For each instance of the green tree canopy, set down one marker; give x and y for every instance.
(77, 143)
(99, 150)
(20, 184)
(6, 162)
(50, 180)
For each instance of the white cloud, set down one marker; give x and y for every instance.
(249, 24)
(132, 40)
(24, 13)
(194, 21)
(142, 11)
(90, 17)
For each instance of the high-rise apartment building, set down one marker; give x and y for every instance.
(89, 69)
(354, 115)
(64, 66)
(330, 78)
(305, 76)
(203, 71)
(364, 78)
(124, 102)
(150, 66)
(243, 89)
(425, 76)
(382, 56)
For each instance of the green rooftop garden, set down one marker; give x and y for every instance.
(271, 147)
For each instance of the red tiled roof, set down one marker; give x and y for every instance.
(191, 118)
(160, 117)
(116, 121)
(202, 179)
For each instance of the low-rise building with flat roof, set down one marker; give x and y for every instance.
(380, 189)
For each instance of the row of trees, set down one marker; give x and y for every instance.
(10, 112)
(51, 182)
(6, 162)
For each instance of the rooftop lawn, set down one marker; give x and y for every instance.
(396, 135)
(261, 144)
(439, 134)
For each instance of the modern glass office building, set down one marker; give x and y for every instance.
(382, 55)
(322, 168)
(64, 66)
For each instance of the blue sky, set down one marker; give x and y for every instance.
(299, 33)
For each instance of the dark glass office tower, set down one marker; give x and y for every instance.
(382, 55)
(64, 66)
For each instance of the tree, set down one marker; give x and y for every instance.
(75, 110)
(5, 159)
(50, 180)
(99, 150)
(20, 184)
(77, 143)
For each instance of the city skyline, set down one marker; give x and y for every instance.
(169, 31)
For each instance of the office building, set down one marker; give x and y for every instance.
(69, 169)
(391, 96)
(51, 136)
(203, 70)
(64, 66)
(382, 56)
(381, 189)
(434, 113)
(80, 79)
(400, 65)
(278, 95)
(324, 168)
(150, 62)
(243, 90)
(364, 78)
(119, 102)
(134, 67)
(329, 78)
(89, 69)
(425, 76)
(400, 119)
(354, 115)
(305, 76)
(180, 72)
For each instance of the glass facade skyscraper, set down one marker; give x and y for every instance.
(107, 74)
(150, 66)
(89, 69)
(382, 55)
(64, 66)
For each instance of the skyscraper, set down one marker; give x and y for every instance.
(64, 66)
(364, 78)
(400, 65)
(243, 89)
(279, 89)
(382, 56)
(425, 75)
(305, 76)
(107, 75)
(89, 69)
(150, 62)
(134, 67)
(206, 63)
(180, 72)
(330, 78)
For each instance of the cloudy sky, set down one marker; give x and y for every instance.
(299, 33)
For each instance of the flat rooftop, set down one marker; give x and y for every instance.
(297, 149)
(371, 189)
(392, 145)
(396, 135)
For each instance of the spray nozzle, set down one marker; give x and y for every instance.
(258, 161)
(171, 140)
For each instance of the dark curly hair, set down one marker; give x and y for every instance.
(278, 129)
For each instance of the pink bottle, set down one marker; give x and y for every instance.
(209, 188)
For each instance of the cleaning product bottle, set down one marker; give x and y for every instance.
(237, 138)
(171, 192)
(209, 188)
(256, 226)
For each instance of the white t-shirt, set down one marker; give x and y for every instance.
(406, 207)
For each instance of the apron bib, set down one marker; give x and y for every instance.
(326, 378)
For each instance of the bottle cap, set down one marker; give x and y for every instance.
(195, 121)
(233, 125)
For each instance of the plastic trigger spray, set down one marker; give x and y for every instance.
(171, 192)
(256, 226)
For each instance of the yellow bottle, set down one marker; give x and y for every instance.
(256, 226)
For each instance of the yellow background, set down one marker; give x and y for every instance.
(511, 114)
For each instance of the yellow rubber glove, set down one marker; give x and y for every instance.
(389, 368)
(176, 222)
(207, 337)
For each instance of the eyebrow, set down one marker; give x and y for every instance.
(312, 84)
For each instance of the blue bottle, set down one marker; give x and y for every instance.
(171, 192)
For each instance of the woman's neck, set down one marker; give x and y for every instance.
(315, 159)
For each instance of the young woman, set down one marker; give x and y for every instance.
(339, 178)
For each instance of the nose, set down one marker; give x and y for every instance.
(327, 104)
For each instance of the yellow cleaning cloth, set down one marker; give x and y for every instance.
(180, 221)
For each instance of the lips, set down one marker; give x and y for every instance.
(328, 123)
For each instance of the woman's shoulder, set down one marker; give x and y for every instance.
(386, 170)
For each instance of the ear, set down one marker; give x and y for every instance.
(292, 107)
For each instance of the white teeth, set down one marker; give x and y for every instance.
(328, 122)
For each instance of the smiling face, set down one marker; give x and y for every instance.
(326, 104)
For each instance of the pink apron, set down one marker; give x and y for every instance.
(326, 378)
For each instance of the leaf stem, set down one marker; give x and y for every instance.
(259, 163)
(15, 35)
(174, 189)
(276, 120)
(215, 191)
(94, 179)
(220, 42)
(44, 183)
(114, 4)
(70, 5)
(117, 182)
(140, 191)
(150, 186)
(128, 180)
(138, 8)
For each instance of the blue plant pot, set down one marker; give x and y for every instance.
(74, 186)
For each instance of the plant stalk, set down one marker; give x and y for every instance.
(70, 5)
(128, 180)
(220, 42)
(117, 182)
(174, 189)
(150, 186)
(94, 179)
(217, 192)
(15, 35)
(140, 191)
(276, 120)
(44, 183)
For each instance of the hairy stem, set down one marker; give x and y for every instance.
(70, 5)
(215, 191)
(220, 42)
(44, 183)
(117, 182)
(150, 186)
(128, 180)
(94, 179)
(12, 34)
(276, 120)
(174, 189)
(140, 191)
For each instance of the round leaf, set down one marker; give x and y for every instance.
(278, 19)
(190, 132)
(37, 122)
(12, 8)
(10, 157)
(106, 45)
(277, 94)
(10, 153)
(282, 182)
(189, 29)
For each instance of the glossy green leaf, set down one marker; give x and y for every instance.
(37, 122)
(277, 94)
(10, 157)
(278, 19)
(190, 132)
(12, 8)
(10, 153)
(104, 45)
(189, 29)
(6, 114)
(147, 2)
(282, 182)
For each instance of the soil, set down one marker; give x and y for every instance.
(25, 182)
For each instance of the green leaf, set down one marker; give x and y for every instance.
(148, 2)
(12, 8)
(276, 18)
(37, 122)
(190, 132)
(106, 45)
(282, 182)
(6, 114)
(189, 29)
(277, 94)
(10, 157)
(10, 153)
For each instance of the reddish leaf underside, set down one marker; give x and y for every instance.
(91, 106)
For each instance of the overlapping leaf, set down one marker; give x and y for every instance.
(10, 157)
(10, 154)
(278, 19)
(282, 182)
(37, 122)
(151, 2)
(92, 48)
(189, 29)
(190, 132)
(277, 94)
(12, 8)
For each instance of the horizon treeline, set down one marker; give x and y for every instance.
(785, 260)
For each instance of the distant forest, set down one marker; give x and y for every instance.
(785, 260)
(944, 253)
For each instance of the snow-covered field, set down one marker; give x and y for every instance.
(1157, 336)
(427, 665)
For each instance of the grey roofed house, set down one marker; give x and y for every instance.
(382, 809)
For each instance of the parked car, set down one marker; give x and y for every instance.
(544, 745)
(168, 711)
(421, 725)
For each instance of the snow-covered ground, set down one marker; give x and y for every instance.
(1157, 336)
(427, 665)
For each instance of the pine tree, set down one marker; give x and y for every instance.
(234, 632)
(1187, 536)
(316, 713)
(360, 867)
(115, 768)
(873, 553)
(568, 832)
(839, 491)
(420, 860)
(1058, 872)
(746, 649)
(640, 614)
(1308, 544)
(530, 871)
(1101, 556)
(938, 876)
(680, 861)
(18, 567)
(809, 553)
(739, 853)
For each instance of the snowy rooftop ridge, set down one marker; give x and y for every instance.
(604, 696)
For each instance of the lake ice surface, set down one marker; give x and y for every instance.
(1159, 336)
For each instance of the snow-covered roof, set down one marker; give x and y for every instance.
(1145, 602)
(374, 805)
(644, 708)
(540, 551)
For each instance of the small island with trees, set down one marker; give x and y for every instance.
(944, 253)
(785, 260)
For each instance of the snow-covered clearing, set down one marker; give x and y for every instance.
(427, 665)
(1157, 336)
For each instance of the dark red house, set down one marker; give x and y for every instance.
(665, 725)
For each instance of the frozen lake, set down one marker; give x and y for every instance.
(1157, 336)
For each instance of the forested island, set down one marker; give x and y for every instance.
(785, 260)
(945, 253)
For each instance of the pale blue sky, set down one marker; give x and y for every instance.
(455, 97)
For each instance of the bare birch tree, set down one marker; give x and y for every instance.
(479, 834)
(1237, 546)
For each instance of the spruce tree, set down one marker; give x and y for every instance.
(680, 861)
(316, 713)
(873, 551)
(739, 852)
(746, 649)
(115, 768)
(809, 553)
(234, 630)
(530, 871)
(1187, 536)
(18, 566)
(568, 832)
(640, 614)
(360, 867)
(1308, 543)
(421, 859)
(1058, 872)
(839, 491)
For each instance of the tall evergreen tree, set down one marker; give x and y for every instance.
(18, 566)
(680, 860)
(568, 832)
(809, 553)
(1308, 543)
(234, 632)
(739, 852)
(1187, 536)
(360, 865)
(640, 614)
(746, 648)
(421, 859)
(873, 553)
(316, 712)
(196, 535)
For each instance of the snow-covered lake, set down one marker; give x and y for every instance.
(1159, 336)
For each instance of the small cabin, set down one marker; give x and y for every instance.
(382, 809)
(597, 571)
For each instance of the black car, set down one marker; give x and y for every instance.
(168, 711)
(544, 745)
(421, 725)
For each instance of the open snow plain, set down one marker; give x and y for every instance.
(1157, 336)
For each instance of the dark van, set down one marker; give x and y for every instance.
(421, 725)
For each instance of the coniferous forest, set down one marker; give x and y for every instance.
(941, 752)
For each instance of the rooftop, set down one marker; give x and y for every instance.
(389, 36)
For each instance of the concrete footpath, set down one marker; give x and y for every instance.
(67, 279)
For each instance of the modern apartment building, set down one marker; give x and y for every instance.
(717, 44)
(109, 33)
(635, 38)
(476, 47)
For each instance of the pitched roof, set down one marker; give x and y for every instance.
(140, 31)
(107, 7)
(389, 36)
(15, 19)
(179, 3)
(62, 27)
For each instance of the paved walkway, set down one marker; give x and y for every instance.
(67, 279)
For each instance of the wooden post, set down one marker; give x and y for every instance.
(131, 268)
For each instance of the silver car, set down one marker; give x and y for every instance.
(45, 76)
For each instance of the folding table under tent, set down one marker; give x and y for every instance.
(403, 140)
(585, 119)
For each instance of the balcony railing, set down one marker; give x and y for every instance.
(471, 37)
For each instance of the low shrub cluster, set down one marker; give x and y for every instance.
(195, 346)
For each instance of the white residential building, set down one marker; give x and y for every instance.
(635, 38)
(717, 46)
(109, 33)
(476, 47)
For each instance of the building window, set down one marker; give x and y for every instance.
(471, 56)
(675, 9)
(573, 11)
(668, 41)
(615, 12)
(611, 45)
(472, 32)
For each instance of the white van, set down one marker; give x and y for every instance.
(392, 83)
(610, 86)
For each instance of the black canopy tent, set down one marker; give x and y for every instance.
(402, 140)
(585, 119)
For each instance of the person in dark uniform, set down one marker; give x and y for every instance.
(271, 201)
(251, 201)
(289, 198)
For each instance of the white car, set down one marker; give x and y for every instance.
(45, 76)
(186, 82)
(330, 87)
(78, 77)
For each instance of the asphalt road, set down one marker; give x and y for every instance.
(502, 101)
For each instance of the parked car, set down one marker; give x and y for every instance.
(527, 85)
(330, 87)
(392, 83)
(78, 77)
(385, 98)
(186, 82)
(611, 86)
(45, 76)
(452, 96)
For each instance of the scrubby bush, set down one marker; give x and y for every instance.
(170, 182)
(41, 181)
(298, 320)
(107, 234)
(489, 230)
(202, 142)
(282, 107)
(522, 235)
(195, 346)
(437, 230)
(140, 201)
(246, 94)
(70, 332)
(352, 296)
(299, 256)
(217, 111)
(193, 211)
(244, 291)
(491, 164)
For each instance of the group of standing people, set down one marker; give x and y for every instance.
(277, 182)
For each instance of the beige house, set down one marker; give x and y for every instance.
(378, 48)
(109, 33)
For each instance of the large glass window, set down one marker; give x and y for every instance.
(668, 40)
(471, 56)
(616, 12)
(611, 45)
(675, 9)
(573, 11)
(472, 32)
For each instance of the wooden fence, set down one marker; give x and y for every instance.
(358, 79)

PROBLEM STATEMENT: Repeat the line that contains "For each instance of the scrubby", then every line after it until the records end, with nothing added.

RESULT:
For each instance of the scrubby bush, set down one marker; give x and y for every instance.
(170, 182)
(41, 181)
(298, 320)
(107, 234)
(489, 230)
(202, 142)
(282, 107)
(522, 235)
(195, 346)
(437, 230)
(140, 201)
(246, 94)
(70, 332)
(352, 296)
(299, 256)
(217, 111)
(193, 211)
(244, 291)
(491, 164)
For each instance of the group of standing people, set down one marker; give x and y for every instance.
(277, 182)
For each instance of the beige house, set down one marker; give x and y for every instance.
(378, 48)
(109, 33)
For each instance of the large glass window, set down one marker; give x and y for every instance.
(668, 40)
(471, 56)
(616, 12)
(611, 45)
(675, 9)
(573, 11)
(472, 32)
For each instance of the wooden fence, set down one marker; give x and y for every instance.
(358, 79)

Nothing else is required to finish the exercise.